Task objective: Please pick out each line in the records below that contains the word "coat", and copy those lines in full.

Exercise materials:
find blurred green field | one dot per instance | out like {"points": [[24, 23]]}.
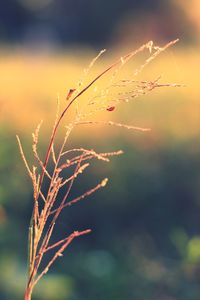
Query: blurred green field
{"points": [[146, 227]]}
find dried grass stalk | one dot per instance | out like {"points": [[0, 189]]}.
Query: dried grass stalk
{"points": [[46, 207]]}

* * *

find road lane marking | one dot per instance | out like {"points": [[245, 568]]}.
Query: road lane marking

...

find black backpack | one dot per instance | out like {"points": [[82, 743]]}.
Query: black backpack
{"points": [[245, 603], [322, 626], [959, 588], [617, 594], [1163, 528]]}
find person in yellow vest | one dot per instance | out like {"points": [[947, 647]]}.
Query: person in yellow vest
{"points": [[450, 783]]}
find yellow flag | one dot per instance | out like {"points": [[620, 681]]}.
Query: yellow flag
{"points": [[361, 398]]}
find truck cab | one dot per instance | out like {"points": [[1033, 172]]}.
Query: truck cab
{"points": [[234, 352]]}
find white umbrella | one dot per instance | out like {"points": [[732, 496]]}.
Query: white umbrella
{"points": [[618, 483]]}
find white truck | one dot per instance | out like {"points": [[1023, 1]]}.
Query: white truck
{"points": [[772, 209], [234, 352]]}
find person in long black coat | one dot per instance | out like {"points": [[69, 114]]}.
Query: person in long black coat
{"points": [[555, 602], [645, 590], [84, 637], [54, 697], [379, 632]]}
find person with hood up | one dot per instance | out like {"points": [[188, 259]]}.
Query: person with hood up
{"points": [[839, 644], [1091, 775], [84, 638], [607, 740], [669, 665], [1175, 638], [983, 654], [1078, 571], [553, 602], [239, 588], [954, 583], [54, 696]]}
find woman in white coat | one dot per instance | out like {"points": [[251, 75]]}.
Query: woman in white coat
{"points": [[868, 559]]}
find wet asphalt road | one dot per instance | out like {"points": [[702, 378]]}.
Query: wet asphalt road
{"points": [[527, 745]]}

Exercise output:
find person in long black coat | one dot per instance | out like {"points": [[69, 114]]}.
Query: person in long black coat
find woman in white coat | one dot per instance | out like {"points": [[251, 75]]}.
Query: woman in white coat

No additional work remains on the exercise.